#### Problem details
Reproduce the passage of the peanut honeycomb cookie recipe starting with "1/2 teaspoon vegetable" and going on through "beat to combine.", word for word.

--- Begin Supplied passage ---

A giant crumbly peanut cookie topped with airy honeycomb and lashed with dark chocolate, this recipe is especially good if you love salty-sweet flavors, and fun to eat too, since you break off shards to serve. Honeycomb candy is one of the easiest confections to make, but, like any candy, it requires careful attention to timing and safety. It's helpful to have a clip-on candy thermometer to tell you when the sugar is at the right temperature, and you'll want to transfer the hot sugar mixture to a large bowl. Doing so not only ensures that there is plenty of room for the dramatic billowing that occurs when the baking soda is added, but it also slows the cooking, to avoid burning. This recipe yields quite a lot of pieces, making its perfect for packing into tins for gifts.

Provided by Susan Spungen

Categories     snack, cookies and bars, dessert

Time 50m

Yield One 9-by-13-inch pan (about 3 to 4 dozen pieces)

Number Of Ingredients 13

1 cup/225 grams unsalted butter (2 sticks), softened, plus more for greasing the pan
1/2 cup/110 grams light brown sugar
1/2 cup/100 grams granulated sugar
1 teaspoon vanilla paste or extract, or scrapings from 1/2 vanilla bean
1/2 teaspoon kosher salt
2 1/2 cups/320 grams all-purpose flour, plus more as needed
1 cup/140 grams whole salted, roasted peanuts, finely ground, plus about 1/2 cup/70 grams roughly chopped salted, roasted peanuts
1 tablespoon baking soda
1 1/2 cups/300 grams granulated sugar
1/4 cup/60 milliliters honey
4 ounces/115 grams dark chocolate, chopped (about 2/3 cup)
1/2 teaspoon vegetable shortening
Flaky sea salt, for sprinkling

Steps:

  • Heat oven to 325 degrees. Butter a 9-by-13-inch metal pan, and line with parchment paper, leaving plenty of overhang on the long sides.
  • Make the cookie layer: Combine 1 cup butter, the light brown sugar and the granulated sugar in the bowl of a stand mixer fitted with the paddle attachment. Cream together on medium-high speed until light and fluffy, 2 to 3 minutes, scraping bowl as needed. Add vanilla and salt; beat to combine.
  • Add 2 1/2 cups flour and all peanuts, and beat until crumbly. Transfer the dough to the pan. Using floured hands, pat out the dough evenly but lightly, without compacting. Prick surface all over with a floured fork, and freeze until firm, about 10 minutes. Bake until firm at the center and golden brown all over, 35 to 40 minutes. Remove from oven, set pan on a wire rack, and cool completely.
  • Prepare the honeycomb layer: Have a large metal bowl, a whisk, the measured baking soda and the baked peanut cookie layer ready by the stove. In a wide, shallow saucepan, combine granulated sugar, honey and 1/4 cup water, and whisk to combine. Cook over medium-high heat until the mixture comes to a boil, gently swirling the pan without stirring, and using a wet pastry brush to wash down any sugar crystals clinging to the sides of the pan. Clip on a candy thermometer, and cook the mixture until the thermometer reads 300 degrees, 5 to 6 minutes.

--- End Supplied passage ---
--- Begin Data excerpts ---

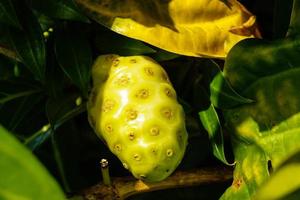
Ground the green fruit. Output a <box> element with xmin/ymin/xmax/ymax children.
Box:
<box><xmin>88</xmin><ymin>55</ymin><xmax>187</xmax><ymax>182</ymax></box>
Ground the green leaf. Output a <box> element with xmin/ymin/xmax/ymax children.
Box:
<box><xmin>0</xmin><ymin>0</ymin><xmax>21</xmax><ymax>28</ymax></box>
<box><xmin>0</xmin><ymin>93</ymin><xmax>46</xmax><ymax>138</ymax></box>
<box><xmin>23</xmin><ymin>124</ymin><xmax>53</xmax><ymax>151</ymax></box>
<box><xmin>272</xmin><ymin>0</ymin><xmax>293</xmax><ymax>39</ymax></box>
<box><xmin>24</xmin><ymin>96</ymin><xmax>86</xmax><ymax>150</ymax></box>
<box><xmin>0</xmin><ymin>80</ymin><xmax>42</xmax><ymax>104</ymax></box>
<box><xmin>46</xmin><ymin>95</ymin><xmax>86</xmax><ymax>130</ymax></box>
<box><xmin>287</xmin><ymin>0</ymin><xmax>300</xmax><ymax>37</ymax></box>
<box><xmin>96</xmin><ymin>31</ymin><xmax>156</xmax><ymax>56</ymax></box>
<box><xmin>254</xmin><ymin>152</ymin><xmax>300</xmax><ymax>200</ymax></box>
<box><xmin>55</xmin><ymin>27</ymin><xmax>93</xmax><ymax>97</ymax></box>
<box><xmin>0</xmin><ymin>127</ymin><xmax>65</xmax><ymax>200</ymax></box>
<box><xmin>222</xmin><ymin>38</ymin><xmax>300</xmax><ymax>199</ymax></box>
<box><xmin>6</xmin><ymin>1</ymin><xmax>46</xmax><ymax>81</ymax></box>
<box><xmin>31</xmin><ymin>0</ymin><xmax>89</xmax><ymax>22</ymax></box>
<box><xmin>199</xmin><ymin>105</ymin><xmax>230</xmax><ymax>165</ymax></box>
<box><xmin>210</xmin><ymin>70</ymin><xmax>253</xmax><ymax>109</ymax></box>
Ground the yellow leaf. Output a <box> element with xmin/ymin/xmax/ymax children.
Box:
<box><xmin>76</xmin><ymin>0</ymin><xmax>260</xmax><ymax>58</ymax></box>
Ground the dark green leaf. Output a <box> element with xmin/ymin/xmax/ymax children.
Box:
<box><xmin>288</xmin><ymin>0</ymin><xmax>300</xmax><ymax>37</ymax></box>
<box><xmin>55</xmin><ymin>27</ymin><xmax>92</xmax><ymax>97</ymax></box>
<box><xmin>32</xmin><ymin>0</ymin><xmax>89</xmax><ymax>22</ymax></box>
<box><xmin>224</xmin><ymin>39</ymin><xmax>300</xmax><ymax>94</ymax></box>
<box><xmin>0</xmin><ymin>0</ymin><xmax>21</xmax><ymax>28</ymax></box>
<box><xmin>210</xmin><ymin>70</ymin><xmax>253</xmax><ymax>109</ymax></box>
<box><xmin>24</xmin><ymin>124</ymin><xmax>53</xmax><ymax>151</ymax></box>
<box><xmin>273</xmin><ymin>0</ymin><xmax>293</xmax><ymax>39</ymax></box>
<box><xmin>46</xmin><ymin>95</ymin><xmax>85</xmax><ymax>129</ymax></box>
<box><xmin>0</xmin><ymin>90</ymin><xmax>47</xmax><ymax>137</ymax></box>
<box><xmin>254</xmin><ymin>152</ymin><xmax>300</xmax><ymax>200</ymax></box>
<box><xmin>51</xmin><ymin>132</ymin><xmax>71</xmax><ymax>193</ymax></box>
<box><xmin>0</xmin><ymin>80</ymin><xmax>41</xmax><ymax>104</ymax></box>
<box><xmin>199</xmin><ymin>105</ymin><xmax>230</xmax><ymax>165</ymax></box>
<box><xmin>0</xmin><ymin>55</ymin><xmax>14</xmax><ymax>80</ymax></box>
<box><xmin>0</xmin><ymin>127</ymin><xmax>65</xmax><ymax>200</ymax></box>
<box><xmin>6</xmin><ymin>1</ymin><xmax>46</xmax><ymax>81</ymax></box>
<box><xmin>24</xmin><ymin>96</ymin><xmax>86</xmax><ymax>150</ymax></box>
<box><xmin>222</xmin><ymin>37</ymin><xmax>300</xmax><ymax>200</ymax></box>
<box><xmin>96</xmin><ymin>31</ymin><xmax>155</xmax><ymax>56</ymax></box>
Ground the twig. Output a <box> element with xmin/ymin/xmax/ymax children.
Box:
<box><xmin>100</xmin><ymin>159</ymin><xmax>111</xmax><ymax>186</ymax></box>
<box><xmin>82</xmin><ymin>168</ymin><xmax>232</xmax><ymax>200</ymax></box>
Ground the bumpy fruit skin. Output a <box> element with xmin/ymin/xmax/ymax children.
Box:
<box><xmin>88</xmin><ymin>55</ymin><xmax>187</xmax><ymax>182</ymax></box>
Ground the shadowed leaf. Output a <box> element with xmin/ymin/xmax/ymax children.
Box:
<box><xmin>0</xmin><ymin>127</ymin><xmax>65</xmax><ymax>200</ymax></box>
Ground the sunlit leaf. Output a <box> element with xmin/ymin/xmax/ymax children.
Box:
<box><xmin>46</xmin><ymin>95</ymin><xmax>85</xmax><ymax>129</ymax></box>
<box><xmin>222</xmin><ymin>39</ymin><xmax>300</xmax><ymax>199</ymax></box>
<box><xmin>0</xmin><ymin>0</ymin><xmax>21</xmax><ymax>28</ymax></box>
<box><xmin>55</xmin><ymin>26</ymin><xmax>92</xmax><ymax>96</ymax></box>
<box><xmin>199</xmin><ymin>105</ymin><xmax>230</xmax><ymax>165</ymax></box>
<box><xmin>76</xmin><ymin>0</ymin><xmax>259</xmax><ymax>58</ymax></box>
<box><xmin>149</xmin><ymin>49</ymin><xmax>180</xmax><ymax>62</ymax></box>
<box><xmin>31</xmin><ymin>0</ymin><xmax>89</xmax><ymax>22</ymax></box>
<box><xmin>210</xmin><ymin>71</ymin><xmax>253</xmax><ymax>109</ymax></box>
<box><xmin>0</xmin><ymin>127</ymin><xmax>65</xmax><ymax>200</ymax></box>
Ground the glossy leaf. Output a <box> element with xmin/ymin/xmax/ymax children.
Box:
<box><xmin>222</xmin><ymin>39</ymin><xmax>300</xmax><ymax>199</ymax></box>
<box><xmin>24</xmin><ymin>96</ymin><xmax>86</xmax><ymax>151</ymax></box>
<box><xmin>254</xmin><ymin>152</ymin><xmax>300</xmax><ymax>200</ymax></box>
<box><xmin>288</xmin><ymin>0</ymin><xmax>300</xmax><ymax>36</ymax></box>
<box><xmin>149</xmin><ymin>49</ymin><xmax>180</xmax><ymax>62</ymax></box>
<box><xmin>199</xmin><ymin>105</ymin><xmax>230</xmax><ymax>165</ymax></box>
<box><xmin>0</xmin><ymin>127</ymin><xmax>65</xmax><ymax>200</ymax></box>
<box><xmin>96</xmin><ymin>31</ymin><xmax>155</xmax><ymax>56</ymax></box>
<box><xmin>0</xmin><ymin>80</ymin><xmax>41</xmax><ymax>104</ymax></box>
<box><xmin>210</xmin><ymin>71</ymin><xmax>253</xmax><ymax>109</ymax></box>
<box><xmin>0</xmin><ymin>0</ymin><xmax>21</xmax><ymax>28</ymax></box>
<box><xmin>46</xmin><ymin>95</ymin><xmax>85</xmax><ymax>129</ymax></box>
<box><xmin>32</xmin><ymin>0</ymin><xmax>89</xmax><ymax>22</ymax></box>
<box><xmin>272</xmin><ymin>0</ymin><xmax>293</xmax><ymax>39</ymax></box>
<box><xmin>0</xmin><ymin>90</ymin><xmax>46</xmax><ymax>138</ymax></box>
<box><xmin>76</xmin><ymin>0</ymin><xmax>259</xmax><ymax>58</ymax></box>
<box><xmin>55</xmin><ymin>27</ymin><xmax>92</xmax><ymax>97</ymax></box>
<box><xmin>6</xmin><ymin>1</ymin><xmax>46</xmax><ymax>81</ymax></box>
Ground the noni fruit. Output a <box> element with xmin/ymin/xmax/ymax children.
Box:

--- End Data excerpts ---

#### Expected answer
1/2 teaspoon vegetable shortening
Flaky sea salt, for sprinkling

Steps:

  • Heat oven to 325 degrees. Butter a 9-by-13-inch metal pan, and line with parchment paper, leaving plenty of overhang on the long sides.
  • Make the cookie layer: Combine 1 cup butter, the light brown sugar and the granulated sugar in the bowl of a stand mixer fitted with the paddle attachment. Cream together on medium-high speed until light and fluffy, 2 to 3 minutes, scraping bowl as needed. Add vanilla and salt; beat to combine.